> **Kaynak Metin**
┌────────
2 Aralık 2019 Pazartesi

DİNAR EFSANELERİ 3. AFYON KARAHİSAR SEMPOZYUMU BİLDİRİLERİ 1994


LEYLEK TEPESİ

     Dinar-Sandıklı yolu üzerinde, Kazanpınar  köyü yakınlarında bir tepe vardır. Adı Leylek Tepesi’dir.  Yörede tepenin adı ile ilgili şöyle bir efsane anlatılmaktadır.
     Dinar birkaç yolun birleştiği bir yerleşim yeri olduğu için bölgede eskiden deve ile ticaret malı taşıyıcılığı yapılırmış. İzmirli bir Yahudi bir kervan sahibine leylekli tepeyi bilip bilmediğini sorar. Kervan sahibi de , tepeyi bildiğini söyleyince,  o tepedeki taştan leyleği  kendisine getirmesini ister.
     Kervancı Dinar’a dönünce o tepeye gelerek  leyleğe benzeyen taşı bir deveye yükleyerek İzmir’e götürür. Yahudi, leyleği teslim aldıktan sonra kervancıya bir balyoz vererek bu taşı kırmasını ister. Kervancı şaşırır: “ Nasıl olur. Ben o taşı bin bir zahmet çekerek getirdim. Sen ise kırmamı istiyorsun “ der.
     Yahudi “ Mal benim değil mi? İstediğimi yaptırırım” deyince kervancı balyozu taşın ortasına indirir. Taşın parçalanmasıyla birlikte içindeki altınlar ortalığa saçılır. O zaman Yahudi Türk’e dönerek der ki: “Ah kafasız Türk bu taşın altındaki altınları nasıl fark etmedin. Bunların hepsi senin olacaktı. Fakat bunlar artık benim.”
     Kervancı “Mal senindi. Benden getirmemi istedin. Ben de taşı sana teslim ettim.” diyerek hakkı olan parayı alarak Dinar’a döner.
     Bu olay üzerine o tepeye Leylek Tepesi adı verilir(7)
     Efsanelerin teşekkülü ile ilgili görüşlerden birisi, “Adapte olabilme kaidesi “dir. Buna göre çevre değiştiren bir efsane yeni çevresinin sosyal ve etnografik şartlarına kendini adapte eder. (8)
     Hac’daki ağasına helva götüren Tunceli’deki Munzur Baba, Yozgat’ta Aliyar, Gaziantep’te Memik Dede, Konya’da Yuannidis adına anlatılmaktadır. Dinar’da Aşık Ahmet de, Bağdat’taki sevgilisine sacda pişmiş böbreği soğumadan ulaştırır.
└────────
> **Göreviniz**
Leylek Tepesi efsanesini anlatan metne göre bölgede eskiden neden deveyle ticaret malı taşınırmış? Metnin verdiği nedeni bir cümleyle açıklayın.

> **Veri Satırları**
┌────────
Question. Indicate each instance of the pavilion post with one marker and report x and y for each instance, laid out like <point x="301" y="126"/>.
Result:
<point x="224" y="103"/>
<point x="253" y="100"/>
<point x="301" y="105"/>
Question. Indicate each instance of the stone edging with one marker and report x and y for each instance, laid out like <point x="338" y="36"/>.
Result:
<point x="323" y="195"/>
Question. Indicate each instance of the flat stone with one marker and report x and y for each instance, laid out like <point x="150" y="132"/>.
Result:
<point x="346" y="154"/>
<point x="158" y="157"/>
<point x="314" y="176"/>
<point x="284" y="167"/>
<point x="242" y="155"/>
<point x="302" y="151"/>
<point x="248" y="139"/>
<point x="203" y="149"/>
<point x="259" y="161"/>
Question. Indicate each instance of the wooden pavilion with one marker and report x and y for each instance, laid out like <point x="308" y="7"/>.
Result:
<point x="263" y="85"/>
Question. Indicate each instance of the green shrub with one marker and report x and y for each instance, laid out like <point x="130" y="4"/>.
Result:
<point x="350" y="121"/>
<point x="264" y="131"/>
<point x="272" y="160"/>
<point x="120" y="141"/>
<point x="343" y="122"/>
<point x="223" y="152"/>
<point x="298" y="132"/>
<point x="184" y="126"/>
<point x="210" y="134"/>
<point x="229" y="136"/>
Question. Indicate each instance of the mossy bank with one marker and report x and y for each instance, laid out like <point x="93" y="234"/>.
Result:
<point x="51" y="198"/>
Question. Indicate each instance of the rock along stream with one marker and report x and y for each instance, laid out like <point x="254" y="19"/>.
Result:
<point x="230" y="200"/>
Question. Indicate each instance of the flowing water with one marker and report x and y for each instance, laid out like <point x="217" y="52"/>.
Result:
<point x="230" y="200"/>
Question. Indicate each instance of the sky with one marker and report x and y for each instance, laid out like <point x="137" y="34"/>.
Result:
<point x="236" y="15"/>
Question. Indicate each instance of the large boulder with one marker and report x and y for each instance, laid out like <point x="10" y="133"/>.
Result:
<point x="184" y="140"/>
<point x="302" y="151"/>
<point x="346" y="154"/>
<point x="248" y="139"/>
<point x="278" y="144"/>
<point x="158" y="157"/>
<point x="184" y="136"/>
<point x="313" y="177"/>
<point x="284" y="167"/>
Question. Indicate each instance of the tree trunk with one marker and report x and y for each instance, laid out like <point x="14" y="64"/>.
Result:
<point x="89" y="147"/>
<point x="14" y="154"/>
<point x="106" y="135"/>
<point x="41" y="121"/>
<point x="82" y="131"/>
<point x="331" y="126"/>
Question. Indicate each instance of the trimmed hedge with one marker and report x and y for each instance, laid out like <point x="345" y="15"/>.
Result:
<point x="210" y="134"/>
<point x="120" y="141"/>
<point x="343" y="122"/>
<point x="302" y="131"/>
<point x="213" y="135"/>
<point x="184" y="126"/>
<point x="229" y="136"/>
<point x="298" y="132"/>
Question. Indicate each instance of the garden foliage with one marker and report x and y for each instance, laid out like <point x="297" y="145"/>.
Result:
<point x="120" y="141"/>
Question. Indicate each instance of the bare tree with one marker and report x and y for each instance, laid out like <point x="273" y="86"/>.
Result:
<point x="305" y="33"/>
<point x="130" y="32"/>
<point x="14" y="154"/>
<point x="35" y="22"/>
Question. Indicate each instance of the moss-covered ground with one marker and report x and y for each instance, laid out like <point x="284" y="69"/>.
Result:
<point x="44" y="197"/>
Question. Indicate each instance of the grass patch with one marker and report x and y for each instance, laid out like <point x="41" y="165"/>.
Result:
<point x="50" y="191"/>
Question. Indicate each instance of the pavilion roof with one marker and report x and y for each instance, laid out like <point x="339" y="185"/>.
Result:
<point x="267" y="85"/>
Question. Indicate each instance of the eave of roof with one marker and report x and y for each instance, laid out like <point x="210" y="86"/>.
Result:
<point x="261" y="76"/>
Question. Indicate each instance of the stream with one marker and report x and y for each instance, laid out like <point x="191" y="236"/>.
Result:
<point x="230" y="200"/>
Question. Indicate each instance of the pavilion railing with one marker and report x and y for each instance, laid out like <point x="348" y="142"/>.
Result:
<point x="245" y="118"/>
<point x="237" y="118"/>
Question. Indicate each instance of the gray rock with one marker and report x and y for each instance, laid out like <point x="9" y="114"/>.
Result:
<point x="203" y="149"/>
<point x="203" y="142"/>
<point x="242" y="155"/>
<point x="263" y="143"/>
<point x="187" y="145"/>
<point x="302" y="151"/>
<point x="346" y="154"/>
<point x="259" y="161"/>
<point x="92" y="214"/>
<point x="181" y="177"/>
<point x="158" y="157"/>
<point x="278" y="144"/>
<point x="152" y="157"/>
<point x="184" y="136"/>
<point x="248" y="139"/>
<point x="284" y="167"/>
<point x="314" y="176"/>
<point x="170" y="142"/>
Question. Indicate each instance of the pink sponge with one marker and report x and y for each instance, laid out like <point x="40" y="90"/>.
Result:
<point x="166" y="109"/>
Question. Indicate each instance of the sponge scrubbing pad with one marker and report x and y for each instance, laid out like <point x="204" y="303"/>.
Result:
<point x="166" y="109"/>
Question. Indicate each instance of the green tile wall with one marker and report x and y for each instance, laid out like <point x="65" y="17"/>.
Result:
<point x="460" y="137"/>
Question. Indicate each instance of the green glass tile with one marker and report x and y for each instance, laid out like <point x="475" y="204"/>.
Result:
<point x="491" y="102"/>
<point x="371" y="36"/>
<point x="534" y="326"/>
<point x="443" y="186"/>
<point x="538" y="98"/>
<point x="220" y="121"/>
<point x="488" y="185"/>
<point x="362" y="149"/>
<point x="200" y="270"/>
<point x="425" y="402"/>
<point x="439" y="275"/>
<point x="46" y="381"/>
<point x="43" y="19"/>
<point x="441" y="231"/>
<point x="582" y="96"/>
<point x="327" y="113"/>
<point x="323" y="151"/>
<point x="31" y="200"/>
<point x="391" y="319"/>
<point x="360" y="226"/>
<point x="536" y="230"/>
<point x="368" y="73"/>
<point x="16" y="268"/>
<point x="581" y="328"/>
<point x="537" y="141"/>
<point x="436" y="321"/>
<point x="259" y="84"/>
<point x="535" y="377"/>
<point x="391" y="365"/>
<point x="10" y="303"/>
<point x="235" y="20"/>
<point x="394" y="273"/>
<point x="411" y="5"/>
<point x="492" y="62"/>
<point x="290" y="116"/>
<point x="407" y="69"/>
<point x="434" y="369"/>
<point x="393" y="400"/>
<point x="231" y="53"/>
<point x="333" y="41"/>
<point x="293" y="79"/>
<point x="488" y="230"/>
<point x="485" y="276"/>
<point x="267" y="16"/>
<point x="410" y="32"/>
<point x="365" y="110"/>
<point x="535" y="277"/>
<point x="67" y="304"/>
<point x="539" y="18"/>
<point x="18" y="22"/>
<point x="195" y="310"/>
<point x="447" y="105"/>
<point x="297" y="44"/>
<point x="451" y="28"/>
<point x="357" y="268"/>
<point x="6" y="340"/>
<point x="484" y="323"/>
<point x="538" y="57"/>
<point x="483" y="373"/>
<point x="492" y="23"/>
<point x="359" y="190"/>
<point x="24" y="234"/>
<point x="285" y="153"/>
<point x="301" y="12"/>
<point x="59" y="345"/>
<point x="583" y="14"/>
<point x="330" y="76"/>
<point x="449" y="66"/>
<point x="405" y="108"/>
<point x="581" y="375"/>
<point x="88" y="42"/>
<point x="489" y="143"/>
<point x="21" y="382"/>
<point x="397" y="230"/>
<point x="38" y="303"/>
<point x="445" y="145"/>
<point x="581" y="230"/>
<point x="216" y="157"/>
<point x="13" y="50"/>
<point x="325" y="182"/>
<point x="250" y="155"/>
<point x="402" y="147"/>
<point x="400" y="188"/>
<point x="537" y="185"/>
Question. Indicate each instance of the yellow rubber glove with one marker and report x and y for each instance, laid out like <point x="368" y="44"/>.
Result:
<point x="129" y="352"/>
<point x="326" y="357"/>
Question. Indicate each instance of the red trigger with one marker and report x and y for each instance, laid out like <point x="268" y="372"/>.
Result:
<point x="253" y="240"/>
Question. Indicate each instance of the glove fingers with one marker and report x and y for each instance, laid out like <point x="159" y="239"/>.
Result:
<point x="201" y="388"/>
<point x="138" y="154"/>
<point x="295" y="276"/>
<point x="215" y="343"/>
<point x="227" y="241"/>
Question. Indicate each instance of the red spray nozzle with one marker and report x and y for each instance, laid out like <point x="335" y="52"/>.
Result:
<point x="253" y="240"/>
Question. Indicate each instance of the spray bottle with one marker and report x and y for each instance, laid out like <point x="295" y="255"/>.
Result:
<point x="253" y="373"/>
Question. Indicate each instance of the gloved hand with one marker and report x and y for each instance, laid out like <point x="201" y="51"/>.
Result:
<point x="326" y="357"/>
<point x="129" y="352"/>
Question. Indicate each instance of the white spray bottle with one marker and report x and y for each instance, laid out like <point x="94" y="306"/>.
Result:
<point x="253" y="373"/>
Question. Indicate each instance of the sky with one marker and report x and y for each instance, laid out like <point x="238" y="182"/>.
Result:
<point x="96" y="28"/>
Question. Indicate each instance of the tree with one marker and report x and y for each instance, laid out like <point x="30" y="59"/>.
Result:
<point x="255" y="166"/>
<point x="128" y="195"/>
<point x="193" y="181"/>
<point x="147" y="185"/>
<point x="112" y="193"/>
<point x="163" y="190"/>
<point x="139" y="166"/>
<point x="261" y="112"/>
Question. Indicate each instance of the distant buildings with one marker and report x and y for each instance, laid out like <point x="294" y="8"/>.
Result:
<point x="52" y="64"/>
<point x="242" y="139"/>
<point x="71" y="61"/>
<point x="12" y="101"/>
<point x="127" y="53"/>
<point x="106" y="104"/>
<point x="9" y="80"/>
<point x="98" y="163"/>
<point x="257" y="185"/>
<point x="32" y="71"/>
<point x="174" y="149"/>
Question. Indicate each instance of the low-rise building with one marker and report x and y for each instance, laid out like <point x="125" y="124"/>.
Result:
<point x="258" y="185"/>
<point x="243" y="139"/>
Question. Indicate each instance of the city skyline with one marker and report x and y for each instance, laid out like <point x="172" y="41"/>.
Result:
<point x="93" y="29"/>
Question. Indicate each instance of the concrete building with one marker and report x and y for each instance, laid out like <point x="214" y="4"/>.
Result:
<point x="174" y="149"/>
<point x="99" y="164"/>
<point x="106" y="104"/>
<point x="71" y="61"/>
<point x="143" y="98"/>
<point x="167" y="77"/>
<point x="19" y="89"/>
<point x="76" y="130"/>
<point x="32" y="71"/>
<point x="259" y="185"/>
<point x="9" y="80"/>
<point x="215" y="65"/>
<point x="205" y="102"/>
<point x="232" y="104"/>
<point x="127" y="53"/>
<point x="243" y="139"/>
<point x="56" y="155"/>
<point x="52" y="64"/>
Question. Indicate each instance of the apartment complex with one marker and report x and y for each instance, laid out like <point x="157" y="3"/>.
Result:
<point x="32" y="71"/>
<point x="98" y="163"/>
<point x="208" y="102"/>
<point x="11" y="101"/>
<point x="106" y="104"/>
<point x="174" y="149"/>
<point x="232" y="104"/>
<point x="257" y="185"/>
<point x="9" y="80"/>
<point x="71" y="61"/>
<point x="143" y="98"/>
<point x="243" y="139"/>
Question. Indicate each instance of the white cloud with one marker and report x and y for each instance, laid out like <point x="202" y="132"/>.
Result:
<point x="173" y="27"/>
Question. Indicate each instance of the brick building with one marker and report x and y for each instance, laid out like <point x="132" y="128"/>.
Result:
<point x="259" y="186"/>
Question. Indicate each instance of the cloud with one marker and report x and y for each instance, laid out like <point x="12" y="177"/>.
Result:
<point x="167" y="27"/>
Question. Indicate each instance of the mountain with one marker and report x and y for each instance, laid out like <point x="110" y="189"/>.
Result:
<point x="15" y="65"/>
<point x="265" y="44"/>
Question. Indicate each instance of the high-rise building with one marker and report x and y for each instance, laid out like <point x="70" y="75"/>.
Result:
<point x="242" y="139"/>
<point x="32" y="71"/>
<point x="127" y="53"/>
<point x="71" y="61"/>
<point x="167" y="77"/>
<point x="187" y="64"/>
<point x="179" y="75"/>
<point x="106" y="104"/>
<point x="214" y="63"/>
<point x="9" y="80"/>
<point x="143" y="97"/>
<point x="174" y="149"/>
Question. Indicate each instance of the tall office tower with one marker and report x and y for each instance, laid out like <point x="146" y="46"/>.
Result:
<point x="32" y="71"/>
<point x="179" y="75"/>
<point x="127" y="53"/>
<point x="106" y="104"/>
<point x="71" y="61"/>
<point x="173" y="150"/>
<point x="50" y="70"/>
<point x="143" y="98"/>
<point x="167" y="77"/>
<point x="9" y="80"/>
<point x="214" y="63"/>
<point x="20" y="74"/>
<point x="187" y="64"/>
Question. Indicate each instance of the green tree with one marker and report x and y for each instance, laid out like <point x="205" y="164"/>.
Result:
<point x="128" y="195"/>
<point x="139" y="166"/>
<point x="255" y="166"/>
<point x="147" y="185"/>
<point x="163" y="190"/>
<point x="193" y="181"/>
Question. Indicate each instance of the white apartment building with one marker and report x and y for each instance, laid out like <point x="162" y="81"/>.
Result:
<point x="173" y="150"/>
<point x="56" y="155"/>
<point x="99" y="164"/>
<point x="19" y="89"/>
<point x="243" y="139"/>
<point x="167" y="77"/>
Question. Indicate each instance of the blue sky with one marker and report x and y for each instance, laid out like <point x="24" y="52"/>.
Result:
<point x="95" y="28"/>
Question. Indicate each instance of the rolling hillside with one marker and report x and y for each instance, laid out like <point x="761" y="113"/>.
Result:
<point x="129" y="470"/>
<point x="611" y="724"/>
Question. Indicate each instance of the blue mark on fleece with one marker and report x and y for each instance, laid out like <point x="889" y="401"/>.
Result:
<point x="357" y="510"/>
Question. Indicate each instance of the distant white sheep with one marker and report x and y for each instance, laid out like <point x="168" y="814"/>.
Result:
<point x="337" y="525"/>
└────────
> **Görev Sonucu**
Dinar birkaç yolun birleştiği bir yerleşim yeri olduğu için bölgede deveyle ticaret malı taşıyıcılığı yapılırmış.